Afrique - L'opération Turquoise, l'ONU et l'Organisation de l'unité africaine (OUA)
L’opération Turquoise, déclenchée officiellement le 23 juin 1994, et qui s’est achevée le 21 août 1994, aura été l’une des plus grosses interventions militaires françaises en Afrique, avec quelque 2 000 hommes engagés. En dehors de l’opération « hors champ », en Somalie, au sein de l’Onusom II, c’est la première fois depuis les indépendances de ses anciennes colonies que la France prend l’initiative d’une action de cette ampleur dans son pré carré, pour des motifs humanitaires, et non pas à dominante politico-militaire.
De fait, il est clair que Turquoise n’a pas eu pour effet de stabiliser la situation intérieure rwandaise, ni celle de la région. En deux mois, elle a quand même facilité la maîtrise des mouvements de réfugiés puisqu’on estime que la création de la « zone humanitaire sûre » a permis d’éviter l’exil de 2,4 millions de Rwandais. Dans cette même zone, le déploiement français a donné un coup d’arrêt notable aux massacres entre Hutus et Tutsis. Turquoise a également organisé l’acheminement de 6 000 tonnes d’aide alimentaire et de 6 000 mètres cubes d’eau, sans parler des interventions sanitaires et de l’inhumation de 30 000 victimes du choléra, de la dysenterie ou de la malnutrition. Il faut dire qu’avec près d’un million de morts annoncés le drame rwandais aura été l’un des plus terribles auxquels la France s’est trouvée confrontée dans un pays africain avec lequel elle a entretenu des relations de coopération privilégiées et dans lequel elle s’est engagée politiquement, ce qui bien sûr lui conférait de lourdes responsabilités.
Le Rwanda marquera en tout cas sans aucun doute l’histoire des interventions militaires françaises en Afrique. Paradoxalement, l’échec de l’engagement politico-militaire français dans ce pays entre 1990 et 1993 a été un élément déterminant dans la décision de lancer l’opération Turquoise. Depuis les années 1960, un tel échec avait déjà été vécu au Tchad (départ des troupes françaises en 1980), mais avait été largement rattrapé avec le succès des opérations Manta et Épervier. Au début du mois de juin 1994, la France s’est retrouvée dans une situation difficile. En avril, quelque 500 militaires avaient rapidement évacué les ressortissants étrangers et s’étaient aussitôt retirés. Les massacres prenaient une ampleur désastreuse. On disait alors que Paris abandonnait le Rwanda à son triste sort et ne voulait plus avant longtemps y remettre les pieds. De fait, si la France ne réagissait pas, elle se condamnait à accepter un échec notable dans sa politique africaine ; mais si elle décidait de réagir, elle prenait un certain nombre de risques compte tenu du contexte.

Extrait des données
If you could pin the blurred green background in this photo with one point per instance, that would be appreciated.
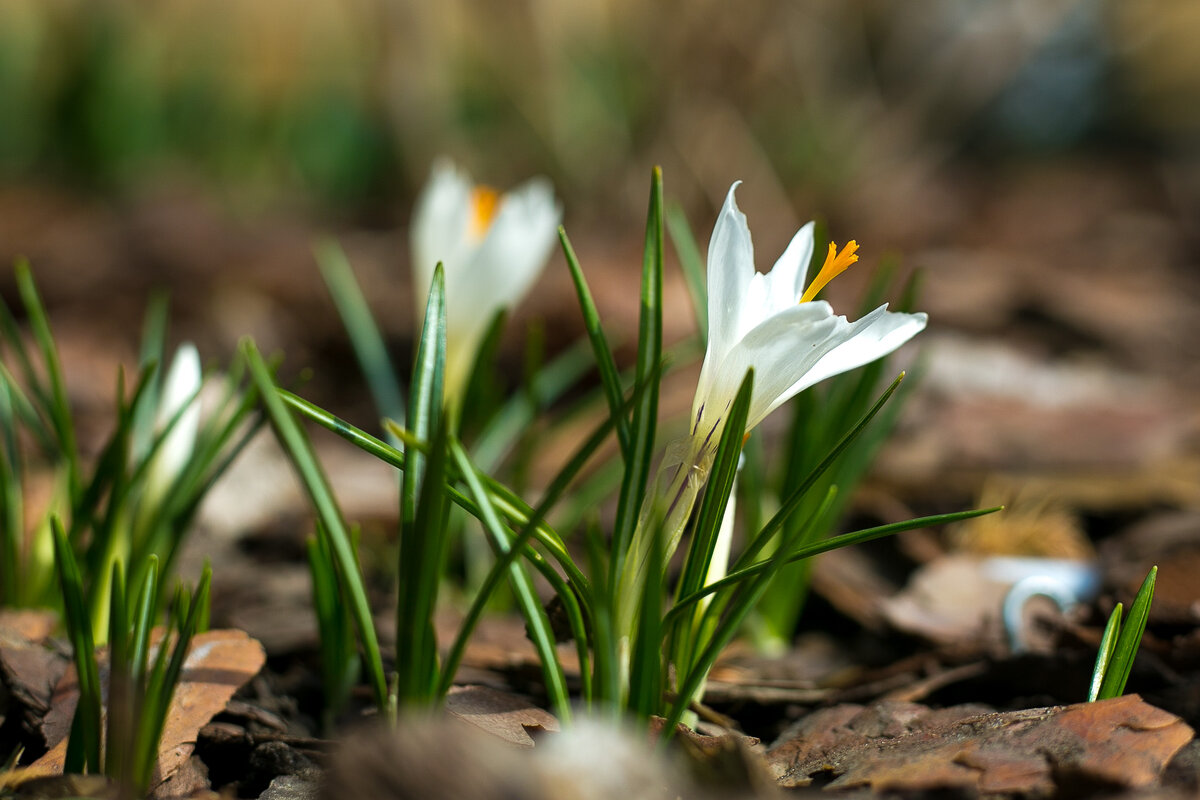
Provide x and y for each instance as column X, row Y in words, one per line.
column 341, row 104
column 1025, row 154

Consigne écrite A
Relevez tous les pays nommés dans le passage sur l'opération Turquoise.
Consigne écrite B
D'après le passage sur l'opération Turquoise, à quelle date cette opération s'est-elle achevée ?
Consigne écrite C
Poursuivez le passage sur l'opération Turquoise à partir de sa dernière phrase.

Réponse attendue A
France, Somalie, Rwanda, Tchad.

Réponse attendue B
Le 21 août 1994.

Réponse attendue C
En effet, tout d’abord sa politique au Rwanda était critiquée et considérée comme partiale puisqu’elle avait soutenu jusqu’au bout le régime de Juvenal Habyarimana, même s’il est incontestable qu’elle avait œuvré pour faire évoluer le régime vers une démocratisation et faire cesser la guerre par la négociation avec le Front patriotique rwandais (FPR) pour un partage du pouvoir. Cette situation renforçait d’ailleurs la détermination du FPR dans ses critiques anti-françaises et ses efforts pour mettre Paris hors du jeu rwandais. Conscient de l’incapacité des Nations unies à mettre rapidement en œuvre le déploiement de la Minuar II (Mission des Nations unies pour l'assistance au Rwanda II), sachant que les accords limités concédés au sommet de l’Organisation de l’unité africaine (OUA) à Tunis n’allaient pas être, du côté africain, suivis d’effets pratiques immédiats, le FPR affichait avec énergie son hostilité à la France, mettant en avant son impartialité, afin de rendre illégitime une action lancée par Paris. À cela, il faut ajouter le fait que les réactions européennes et africaines aux efforts français étaient certes aimables dans la forme, mais bien peu stimulantes dans la pratique : du côté européen, et même américain, de l’indifférence, voire de la méfiance ; du côté africain, des exigences financières exorbitantes pour participer immédiatement à une force d’intervention. De plus, la première proposition française de prélever des unités sur les forces de l’ONU en Somalie pour les dépêcher au Rwanda n’a pas été soutenue par les autres grandes puissances.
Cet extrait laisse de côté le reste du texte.